Start of RECORDS

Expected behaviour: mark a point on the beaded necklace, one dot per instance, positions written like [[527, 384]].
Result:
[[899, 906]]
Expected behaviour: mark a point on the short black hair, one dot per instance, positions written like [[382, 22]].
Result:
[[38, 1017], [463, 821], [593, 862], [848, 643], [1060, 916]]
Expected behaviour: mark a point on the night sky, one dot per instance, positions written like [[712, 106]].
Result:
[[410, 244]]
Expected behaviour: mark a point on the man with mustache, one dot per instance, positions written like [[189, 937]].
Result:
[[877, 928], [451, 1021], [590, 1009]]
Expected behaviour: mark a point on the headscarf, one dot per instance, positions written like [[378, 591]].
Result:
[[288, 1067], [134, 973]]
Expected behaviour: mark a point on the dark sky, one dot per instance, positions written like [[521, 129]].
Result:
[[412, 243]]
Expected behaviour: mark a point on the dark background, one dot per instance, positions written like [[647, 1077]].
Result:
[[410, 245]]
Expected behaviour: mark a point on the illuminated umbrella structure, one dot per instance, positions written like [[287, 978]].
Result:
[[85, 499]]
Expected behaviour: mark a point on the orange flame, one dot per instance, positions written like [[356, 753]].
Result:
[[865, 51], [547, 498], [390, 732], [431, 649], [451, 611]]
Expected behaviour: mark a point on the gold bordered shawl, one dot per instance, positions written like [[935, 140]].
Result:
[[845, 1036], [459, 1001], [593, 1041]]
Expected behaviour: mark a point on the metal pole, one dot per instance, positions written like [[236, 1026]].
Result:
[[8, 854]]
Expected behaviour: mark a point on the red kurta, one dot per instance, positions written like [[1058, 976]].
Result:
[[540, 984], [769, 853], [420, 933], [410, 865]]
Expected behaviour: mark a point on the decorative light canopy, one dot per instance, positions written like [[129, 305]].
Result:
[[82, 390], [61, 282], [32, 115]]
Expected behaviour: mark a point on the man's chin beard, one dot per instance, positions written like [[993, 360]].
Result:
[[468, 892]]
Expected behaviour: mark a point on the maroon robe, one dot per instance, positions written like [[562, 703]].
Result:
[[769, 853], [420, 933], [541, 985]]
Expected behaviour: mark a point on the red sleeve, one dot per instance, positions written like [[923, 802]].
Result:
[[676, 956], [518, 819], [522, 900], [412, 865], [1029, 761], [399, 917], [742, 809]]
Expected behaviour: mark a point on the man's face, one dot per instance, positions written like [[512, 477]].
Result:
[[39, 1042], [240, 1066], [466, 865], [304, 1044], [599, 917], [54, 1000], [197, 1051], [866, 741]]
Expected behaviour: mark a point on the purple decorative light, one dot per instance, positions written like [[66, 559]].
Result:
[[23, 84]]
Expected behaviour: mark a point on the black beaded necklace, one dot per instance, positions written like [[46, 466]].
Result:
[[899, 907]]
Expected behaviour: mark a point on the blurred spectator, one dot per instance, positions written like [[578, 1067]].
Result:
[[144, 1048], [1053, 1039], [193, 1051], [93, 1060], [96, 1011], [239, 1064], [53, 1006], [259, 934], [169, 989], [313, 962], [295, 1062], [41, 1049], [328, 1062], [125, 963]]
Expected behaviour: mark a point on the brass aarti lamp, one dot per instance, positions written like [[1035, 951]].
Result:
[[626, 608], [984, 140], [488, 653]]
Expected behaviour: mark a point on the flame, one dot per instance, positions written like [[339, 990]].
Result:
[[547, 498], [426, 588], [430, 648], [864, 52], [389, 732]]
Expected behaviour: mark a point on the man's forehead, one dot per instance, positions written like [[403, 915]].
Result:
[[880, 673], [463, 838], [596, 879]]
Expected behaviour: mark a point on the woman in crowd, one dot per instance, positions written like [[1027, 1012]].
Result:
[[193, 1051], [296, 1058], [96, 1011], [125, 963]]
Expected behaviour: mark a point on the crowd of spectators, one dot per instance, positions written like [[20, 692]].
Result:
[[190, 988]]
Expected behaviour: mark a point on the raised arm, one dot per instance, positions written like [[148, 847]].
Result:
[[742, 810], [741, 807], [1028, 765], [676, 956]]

End of RECORDS

Word for word, restate the lines above from the line containing "Expected behaviour: mark a point on the blurred" through the line containing "Expected behaviour: mark a point on the flame, one", with both included and nothing else.

Expected behaviour: mark a point on the blurred spectator, one dot per instance, positions written like [[578, 1067]].
Result:
[[144, 1048], [1053, 1039], [193, 1051], [93, 1060], [96, 1011], [239, 1064], [53, 1006], [259, 934], [169, 989], [313, 962], [295, 1062], [41, 1049], [328, 1062], [125, 963]]
Expected behaviour: mark a point on the brass aarti lamp, one dot per instance, positions written like [[1035, 951]].
Result:
[[626, 608], [984, 140], [488, 653]]
Expected behaviour: mark a point on the flame, one dot per instance, positions written like [[339, 990]].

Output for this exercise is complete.